### RECORDED INFORMATION
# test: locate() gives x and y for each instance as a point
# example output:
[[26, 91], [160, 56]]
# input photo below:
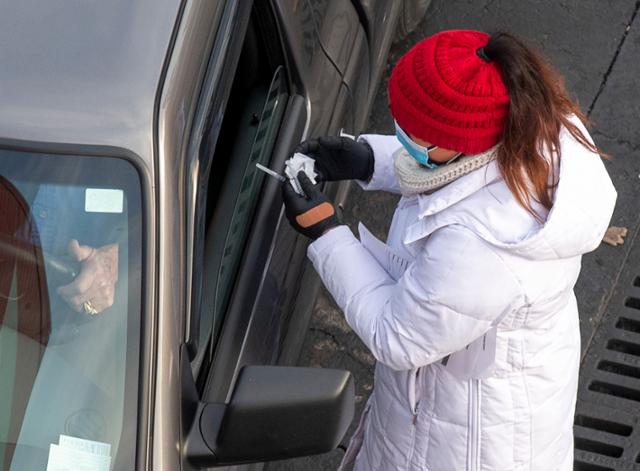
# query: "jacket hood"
[[583, 205]]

### PROBLEM REQUIREMENTS
Without including the pictures, reproduce all entries exactly.

### ANSWER TO THE PROBLEM
# test: locate() gives x and y for each instance as a point
# example output:
[[26, 91], [160, 56]]
# input photo below:
# query: "jacket hood"
[[583, 205]]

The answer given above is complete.